------ Stored data ------
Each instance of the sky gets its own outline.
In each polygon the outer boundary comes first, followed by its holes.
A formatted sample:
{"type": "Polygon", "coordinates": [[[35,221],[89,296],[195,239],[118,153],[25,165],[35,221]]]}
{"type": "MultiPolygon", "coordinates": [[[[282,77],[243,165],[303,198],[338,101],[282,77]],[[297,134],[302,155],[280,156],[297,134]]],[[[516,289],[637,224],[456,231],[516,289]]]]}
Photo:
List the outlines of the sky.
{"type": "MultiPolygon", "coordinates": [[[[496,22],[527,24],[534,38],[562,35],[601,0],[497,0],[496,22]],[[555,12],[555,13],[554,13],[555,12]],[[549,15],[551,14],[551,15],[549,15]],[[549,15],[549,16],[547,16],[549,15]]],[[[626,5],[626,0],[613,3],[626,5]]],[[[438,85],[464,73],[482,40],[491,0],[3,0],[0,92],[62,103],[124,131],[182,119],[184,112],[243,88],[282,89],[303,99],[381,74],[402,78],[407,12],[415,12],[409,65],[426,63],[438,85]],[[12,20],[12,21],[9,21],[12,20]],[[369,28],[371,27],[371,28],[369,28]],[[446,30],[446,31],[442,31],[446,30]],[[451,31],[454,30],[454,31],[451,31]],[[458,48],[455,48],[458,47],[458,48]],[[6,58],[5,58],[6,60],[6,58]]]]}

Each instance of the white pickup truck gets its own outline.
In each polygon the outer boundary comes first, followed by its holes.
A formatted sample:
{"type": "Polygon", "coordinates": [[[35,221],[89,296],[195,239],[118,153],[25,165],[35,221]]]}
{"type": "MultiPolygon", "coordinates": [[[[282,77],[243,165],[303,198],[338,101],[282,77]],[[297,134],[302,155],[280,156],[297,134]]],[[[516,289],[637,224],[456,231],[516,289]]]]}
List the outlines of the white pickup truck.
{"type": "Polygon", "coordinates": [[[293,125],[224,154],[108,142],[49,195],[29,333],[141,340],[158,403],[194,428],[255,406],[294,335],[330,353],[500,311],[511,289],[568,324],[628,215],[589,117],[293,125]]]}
------
Objective: Copy every one of these lines word for word.

Worked solution:
Each instance of the sky gets its own outline.
In each polygon the outer boundary comes first, followed by its holes.
A formatted sample:
{"type": "Polygon", "coordinates": [[[35,221],[89,296],[195,239],[118,153],[25,165],[35,221]]]}
{"type": "MultiPolygon", "coordinates": [[[[282,77],[243,165],[303,198],[338,101],[282,77]],[[297,134],[302,155],[280,156],[297,134]]],[[[516,289],[637,224],[456,231],[516,289]]]]}
Photo:
List the outlines of the sky.
{"type": "MultiPolygon", "coordinates": [[[[496,22],[527,24],[534,38],[562,35],[601,0],[497,0],[496,22]],[[555,12],[555,13],[554,13],[555,12]],[[549,15],[551,14],[551,15],[549,15]],[[549,15],[549,16],[547,16],[549,15]]],[[[626,5],[626,0],[613,3],[626,5]]],[[[438,85],[464,73],[482,40],[491,0],[3,0],[0,92],[62,103],[124,131],[182,119],[184,112],[243,88],[282,89],[303,99],[381,74],[402,78],[407,12],[415,12],[409,65],[426,63],[438,85]],[[12,20],[12,21],[9,21],[12,20]],[[369,28],[371,27],[371,28],[369,28]],[[446,30],[446,31],[442,31],[446,30]],[[451,31],[454,30],[454,31],[451,31]],[[458,48],[455,48],[458,47],[458,48]],[[6,58],[5,58],[6,60],[6,58]]]]}

Each instance of the white pickup truck gets its own outline.
In each polygon the outer boundary comes first, followed by its holes.
A formatted sample:
{"type": "Polygon", "coordinates": [[[35,221],[89,296],[195,239],[118,153],[25,165],[35,221]]]}
{"type": "MultiPolygon", "coordinates": [[[[282,77],[243,165],[303,198],[338,101],[282,77]],[[297,134],[302,155],[280,156],[297,134]]],[[[516,289],[637,224],[456,231],[516,289]]]]}
List the outlines of the white pickup truck.
{"type": "Polygon", "coordinates": [[[293,125],[224,154],[108,142],[49,195],[29,333],[141,340],[158,403],[194,428],[255,406],[294,335],[330,353],[500,311],[511,289],[568,324],[628,215],[589,117],[293,125]]]}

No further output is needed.